==== TEXT BLOCK

An AP article this morning’s relates several leading child welfare groups urging an “overhaul of federal laws dealing with transracial adoption, and arguing that black children in foster care are ill-served by the so-called ‘color-blind’ approached meant to encourage their adoption by white families.”
At issue is the 1994 Multi-Ethnic Placement Act and revisions made to it in 1996. A report by the Evan B. Donaldson Adoption Institute, earlier this month, focused on domestic transracial adoption and assessed its use as a policy & practice approach in meeting the needs of African American children in foster care who cannot be reunited with their parents or placed with next of kin., according to the group. “While the passage of MEPA served a positive purpose in addressing discriminatory practices,” the report found, “more than a decade of experience illustrates that many of the assumptions underlying the development of this law and its subsequent amendment were not accurate and, consequently, the hoped-for outcomes have not been realized.” (Executive Summary)(Full Report)
Among the recommendations described in the report were:
· Reinforce in all adoption-related laws, policies and practices that a child's best interests must be paramount in placement decisions.
· Amend IEP to allow consideration of race/ethnicity in permanency planning and in the preparation of families adopting transracially.
· Enforce the MEPA requirement to recruit families who represent the racial and ethnic backgrounds of children in foster care and provide sufficient resources, including funding, to support such recruitment.
· Address existing barriers to fully engaging minority families in fostering and adopting by developing alliances with faith communities, minority placement agencies, and other minority recruitment programs.
· Provide support for adoption by relatives and, when that is not the best option for a particular child, provide federal funding for subsidized guardianship.
· To help families address their transracially adopted children's needs, provide post-adoption support services from time of placement through children's adolescence.
The Donaldson Institute report isn’t the first to reflect negativity on the matter. In September 1998 the GAO reported that “Implementation of the Multiethnic Placement Act Poses Difficult Challenges.” That report observed “while agency officials & caseworkers understand that this legislation prohibits them from delaying or denying placements on the basis of race, not all believe that eliminating race will result in placements that are in the best interests of children, which is a basic criterion for placement decisions.”
More recently, a Social Science Research Network paper by David Herring of the University of Pittsburgh, states “To date, commentators who have examined MEPA have focused their attention on identifying and weighing the benefits & harms of transracial adoption for minority children and communities. As a consequence, they have not addressed the impact of MEPA on foster care placement decisions in any detail…. This article uses behavioral biology research on kinship cues & social psychology to formulate a hypothesis that has implications for MEPA prohibitions on the routine consideration of race in making foster care placement decisions, namely that children placed with non-kin, same-race foster parents are likely to be safer & healthier than children placed with non-kin, different-race foster parents.”

========

DIRECTIONS FOR THIS TASK:
Reproduce verbatim the section of the text about transracial adoption that begins with the words containing "Among the recommendations" and ends with "for subsidized guardianship.". The records have no connection to the text about transracial adoption.

==== SUPPLIED ENTRIES

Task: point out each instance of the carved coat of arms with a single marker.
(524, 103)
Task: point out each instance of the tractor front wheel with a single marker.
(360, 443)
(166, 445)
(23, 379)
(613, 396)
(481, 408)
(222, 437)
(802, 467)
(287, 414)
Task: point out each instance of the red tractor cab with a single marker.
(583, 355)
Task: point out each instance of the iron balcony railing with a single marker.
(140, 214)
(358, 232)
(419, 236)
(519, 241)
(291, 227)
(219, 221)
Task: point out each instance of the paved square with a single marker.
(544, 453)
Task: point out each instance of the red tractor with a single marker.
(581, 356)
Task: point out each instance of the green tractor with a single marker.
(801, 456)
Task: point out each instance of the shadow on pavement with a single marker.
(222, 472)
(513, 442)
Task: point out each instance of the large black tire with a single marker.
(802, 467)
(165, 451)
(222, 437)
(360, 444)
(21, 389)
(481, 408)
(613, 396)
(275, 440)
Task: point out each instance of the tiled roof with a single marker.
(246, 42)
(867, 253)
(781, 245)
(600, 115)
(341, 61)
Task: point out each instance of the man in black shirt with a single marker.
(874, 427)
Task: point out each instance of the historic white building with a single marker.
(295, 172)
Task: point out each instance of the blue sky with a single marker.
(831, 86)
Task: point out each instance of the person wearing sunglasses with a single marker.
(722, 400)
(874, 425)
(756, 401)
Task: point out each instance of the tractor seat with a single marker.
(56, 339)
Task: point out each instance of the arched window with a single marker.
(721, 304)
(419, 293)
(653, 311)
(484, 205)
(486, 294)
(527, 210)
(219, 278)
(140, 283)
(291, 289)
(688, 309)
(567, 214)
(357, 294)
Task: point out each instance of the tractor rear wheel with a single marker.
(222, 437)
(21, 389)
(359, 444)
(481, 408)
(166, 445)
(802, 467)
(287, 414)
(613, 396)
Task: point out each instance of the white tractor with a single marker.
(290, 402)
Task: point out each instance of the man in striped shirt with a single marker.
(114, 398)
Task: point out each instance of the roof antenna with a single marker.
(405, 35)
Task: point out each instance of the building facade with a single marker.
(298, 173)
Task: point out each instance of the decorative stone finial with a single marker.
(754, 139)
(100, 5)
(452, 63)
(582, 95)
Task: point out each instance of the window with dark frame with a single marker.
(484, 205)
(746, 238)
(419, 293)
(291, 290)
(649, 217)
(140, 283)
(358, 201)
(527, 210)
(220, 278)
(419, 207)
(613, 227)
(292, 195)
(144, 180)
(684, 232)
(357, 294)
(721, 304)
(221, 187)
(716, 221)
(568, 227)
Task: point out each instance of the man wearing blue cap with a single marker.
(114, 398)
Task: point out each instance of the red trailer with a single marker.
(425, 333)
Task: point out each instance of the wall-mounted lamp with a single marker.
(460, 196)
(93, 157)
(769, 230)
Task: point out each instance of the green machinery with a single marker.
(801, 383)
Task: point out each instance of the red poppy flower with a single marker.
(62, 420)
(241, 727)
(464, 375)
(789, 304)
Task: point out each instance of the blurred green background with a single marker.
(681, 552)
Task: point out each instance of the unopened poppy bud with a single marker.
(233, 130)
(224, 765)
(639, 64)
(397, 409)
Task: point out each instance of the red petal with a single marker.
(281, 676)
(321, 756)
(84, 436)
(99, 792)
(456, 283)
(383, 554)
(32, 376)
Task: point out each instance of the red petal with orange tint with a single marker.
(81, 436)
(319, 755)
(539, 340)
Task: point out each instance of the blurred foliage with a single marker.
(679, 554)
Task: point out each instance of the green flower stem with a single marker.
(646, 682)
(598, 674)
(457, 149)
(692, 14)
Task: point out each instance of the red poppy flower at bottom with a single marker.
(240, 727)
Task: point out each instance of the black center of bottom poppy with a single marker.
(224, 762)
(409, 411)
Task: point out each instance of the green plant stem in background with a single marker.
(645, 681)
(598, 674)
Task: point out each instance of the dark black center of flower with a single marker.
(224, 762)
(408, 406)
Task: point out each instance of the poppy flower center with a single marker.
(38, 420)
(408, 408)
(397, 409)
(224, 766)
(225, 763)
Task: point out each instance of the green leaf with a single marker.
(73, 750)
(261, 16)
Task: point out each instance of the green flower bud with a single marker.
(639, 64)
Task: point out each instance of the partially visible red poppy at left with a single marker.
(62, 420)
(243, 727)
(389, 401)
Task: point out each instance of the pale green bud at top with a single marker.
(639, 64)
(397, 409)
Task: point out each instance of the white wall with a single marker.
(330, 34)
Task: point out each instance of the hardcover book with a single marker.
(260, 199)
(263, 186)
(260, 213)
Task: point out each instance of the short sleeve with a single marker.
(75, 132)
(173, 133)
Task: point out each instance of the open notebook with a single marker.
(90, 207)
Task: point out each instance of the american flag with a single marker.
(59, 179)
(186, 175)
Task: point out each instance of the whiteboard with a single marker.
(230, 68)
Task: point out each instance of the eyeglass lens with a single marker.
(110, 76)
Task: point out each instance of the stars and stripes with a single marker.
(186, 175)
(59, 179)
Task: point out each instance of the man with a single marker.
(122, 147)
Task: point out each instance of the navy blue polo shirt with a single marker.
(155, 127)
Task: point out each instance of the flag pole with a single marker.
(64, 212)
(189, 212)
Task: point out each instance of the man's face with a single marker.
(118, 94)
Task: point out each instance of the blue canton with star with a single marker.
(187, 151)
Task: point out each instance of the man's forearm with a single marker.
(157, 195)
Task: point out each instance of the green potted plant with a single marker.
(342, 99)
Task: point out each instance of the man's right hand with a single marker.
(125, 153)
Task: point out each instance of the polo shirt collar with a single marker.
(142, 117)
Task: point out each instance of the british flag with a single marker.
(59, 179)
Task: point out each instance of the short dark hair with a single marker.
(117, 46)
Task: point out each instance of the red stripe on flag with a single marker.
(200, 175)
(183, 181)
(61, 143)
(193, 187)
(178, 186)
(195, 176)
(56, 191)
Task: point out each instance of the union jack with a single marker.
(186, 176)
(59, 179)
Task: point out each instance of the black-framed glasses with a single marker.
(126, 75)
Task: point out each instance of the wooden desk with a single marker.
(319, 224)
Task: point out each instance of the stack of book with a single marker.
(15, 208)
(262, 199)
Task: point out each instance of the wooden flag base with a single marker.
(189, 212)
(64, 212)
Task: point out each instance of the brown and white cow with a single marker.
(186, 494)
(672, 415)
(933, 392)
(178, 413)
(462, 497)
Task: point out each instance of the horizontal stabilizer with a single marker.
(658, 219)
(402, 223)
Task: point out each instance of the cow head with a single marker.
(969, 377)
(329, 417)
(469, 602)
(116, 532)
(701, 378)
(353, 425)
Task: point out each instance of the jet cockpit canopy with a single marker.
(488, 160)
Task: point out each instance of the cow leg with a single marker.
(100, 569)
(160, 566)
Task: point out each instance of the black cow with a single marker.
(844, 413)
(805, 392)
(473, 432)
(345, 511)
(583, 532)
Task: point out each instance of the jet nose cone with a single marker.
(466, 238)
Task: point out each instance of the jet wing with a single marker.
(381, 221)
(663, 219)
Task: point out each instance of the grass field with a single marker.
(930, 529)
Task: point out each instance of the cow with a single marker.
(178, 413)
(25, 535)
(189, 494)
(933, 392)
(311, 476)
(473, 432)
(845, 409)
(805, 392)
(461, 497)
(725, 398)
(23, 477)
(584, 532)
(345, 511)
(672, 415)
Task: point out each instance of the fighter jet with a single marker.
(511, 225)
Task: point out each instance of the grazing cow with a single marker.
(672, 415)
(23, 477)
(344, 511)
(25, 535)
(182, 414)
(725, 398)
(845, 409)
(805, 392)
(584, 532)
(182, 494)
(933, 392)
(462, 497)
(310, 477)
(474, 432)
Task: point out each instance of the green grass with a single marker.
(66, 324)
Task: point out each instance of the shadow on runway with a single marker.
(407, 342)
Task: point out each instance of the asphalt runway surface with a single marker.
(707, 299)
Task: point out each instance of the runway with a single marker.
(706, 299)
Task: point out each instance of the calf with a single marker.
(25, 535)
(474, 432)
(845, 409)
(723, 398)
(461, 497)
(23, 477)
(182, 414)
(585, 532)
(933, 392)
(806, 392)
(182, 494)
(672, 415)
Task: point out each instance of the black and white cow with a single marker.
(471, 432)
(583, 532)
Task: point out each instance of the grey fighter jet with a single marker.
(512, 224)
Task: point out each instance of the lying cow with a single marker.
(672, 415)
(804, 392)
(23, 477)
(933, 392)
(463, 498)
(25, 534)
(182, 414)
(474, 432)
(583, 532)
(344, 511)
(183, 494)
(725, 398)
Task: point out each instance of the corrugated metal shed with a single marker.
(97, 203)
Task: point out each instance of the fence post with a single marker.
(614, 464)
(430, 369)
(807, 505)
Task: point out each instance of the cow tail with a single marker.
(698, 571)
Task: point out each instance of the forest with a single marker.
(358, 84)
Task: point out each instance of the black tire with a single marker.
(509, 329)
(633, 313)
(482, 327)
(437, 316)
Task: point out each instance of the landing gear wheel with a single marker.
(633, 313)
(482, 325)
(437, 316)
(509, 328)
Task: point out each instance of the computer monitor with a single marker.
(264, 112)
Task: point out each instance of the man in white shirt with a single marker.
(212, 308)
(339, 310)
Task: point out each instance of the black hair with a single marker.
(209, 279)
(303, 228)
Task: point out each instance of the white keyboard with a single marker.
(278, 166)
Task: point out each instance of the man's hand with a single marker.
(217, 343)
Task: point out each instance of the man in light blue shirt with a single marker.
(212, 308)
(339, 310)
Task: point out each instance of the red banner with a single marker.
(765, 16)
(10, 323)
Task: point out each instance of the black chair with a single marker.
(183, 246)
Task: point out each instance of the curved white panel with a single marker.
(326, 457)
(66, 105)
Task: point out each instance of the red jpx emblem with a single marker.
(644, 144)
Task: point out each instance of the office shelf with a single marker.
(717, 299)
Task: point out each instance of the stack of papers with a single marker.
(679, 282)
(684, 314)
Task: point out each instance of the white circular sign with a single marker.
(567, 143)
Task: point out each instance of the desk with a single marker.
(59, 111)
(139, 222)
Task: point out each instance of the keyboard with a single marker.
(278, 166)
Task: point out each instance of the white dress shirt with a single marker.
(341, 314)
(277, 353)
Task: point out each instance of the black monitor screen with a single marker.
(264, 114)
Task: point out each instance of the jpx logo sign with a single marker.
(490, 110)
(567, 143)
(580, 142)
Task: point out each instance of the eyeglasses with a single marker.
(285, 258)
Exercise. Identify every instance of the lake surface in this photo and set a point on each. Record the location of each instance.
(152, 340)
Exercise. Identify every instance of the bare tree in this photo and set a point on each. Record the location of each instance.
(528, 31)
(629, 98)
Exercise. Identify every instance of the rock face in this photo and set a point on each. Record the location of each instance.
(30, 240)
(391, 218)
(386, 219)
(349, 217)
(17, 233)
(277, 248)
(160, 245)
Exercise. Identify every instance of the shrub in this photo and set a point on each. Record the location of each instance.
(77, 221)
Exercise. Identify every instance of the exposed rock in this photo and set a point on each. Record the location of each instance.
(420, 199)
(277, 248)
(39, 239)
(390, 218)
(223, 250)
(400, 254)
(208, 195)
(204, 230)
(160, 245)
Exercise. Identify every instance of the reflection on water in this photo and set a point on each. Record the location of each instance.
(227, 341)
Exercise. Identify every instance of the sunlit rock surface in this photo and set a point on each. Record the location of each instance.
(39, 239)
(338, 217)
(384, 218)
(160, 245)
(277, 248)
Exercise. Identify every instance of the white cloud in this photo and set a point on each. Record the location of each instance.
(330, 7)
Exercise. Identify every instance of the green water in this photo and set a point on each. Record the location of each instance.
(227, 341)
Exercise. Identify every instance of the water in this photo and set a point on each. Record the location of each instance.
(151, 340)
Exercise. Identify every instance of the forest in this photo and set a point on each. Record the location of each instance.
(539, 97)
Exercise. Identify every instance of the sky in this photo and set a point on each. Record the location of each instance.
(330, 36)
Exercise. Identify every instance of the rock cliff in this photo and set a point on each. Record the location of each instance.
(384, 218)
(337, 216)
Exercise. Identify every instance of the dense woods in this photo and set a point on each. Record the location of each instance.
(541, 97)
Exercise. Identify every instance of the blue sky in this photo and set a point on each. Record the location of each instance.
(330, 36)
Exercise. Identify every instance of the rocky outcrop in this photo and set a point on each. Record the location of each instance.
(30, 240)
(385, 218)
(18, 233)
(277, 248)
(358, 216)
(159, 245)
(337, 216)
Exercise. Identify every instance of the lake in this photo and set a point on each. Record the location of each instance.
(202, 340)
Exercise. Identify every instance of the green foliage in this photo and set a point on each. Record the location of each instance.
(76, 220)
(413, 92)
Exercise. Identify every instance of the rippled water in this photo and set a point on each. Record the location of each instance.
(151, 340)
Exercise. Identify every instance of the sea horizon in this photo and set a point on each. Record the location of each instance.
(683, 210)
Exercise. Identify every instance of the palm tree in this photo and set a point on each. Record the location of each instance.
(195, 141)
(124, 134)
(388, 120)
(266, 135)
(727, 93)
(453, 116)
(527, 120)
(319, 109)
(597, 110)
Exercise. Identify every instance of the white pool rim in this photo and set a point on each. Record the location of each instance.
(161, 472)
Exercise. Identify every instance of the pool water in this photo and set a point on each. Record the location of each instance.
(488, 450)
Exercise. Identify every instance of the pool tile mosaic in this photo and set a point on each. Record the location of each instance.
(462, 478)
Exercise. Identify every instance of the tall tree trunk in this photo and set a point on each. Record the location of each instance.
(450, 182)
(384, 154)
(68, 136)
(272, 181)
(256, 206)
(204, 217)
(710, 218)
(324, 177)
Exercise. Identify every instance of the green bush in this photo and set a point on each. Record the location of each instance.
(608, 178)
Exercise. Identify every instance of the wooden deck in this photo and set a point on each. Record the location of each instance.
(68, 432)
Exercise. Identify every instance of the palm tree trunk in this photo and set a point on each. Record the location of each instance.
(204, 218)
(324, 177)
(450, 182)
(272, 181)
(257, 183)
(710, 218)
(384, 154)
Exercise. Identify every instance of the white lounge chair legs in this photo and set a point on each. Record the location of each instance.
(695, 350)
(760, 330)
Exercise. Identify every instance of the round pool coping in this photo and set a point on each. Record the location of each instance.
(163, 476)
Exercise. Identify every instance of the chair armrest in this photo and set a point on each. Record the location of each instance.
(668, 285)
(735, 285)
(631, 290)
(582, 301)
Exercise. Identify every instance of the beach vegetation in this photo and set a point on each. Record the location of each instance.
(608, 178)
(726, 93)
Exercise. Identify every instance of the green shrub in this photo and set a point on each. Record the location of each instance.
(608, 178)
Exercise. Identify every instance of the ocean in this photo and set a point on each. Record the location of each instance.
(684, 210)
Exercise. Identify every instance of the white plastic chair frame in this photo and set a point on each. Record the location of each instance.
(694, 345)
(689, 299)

========

ANSWER BOX:
Among the recommendations described in the report were:
· Reinforce in all adoption-related laws, policies and practices that a child's best interests must be paramount in placement decisions.
· Amend IEP to allow consideration of race/ethnicity in permanency planning and in the preparation of families adopting transracially.
· Enforce the MEPA requirement to recruit families who represent the racial and ethnic backgrounds of children in foster care and provide sufficient resources, including funding, to support such recruitment.
· Address existing barriers to fully engaging minority families in fostering and adopting by developing alliances with faith communities, minority placement agencies, and other minority recruitment programs.
· Provide support for adoption by relatives and, when that is not the best option for a particular child, provide federal funding for subsidized guardianship.